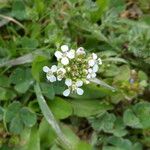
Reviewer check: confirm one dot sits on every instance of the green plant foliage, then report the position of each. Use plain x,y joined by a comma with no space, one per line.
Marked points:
34,114
19,117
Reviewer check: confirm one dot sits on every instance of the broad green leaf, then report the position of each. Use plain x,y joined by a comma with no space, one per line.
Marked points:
83,146
61,108
28,43
142,111
37,66
102,6
123,74
34,140
6,94
16,125
86,108
48,90
28,117
22,79
121,144
12,111
92,91
23,87
4,81
130,119
103,123
72,137
50,117
18,10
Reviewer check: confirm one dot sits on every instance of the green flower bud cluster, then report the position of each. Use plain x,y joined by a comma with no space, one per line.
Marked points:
75,66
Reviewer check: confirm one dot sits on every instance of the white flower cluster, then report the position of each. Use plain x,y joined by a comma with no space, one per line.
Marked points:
76,67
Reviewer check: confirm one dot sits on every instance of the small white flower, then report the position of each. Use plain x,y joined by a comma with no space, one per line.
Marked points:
91,62
60,74
99,61
58,55
66,92
80,51
50,73
71,54
64,48
78,89
91,74
95,68
94,56
65,61
68,82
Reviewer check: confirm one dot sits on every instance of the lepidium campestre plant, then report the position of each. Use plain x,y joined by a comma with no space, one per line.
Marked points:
75,66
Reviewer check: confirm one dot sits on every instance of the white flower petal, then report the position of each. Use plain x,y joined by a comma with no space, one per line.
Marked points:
54,68
71,54
80,51
87,81
59,78
80,91
91,62
93,75
95,68
99,61
64,48
66,92
79,83
88,76
46,69
68,82
90,70
94,56
51,78
65,61
58,55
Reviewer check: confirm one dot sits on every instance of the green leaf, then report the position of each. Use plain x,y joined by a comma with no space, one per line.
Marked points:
37,66
28,43
102,6
123,74
34,140
4,81
48,90
86,108
47,134
22,79
1,113
83,146
50,117
130,119
16,125
61,108
12,111
104,123
27,117
18,10
121,144
142,111
72,137
92,91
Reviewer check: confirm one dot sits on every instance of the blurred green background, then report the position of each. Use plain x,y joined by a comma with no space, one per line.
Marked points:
118,31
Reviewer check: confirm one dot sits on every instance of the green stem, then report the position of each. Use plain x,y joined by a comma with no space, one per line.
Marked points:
50,118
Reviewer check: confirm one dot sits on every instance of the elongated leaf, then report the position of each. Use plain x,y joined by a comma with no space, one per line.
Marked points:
50,117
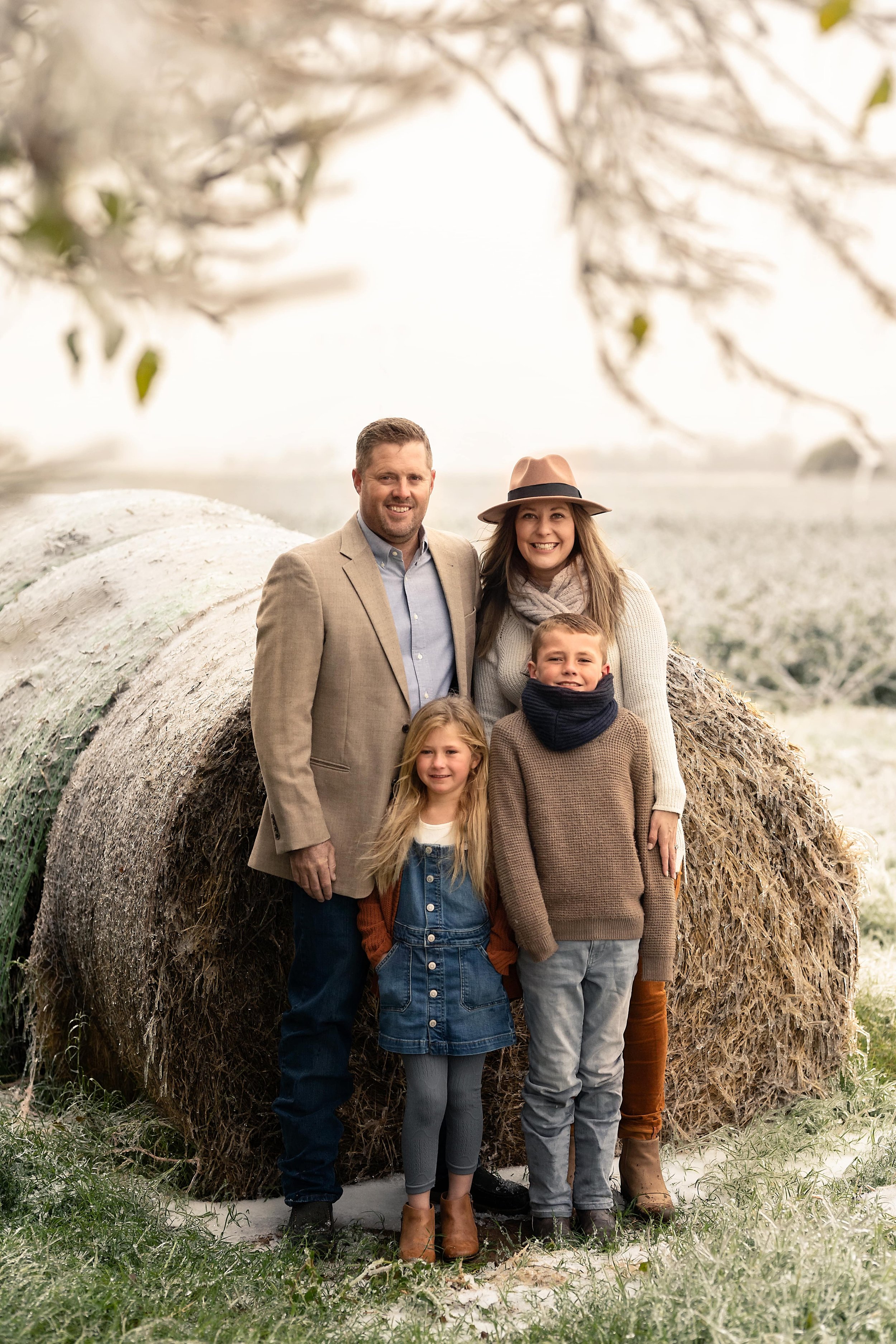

**Directions for this task**
Please write out the material word for word, starting with the line that contains "green stem, then" and going down to the end, with both of those ends included and no pictures in your answer.

**Answer for the task**
Reviewer check: confirm one dot sits on every instance of the green stem, then report the position of each. Use plain x,y joined by a comma with no space, one per line.
Marked points:
50,118
Reviewer check: confirm one dot sits on every instance of the elongated leaf, then report the position of each. Use plain x,y joined by a comma with no space, one per line.
Marked points:
50,117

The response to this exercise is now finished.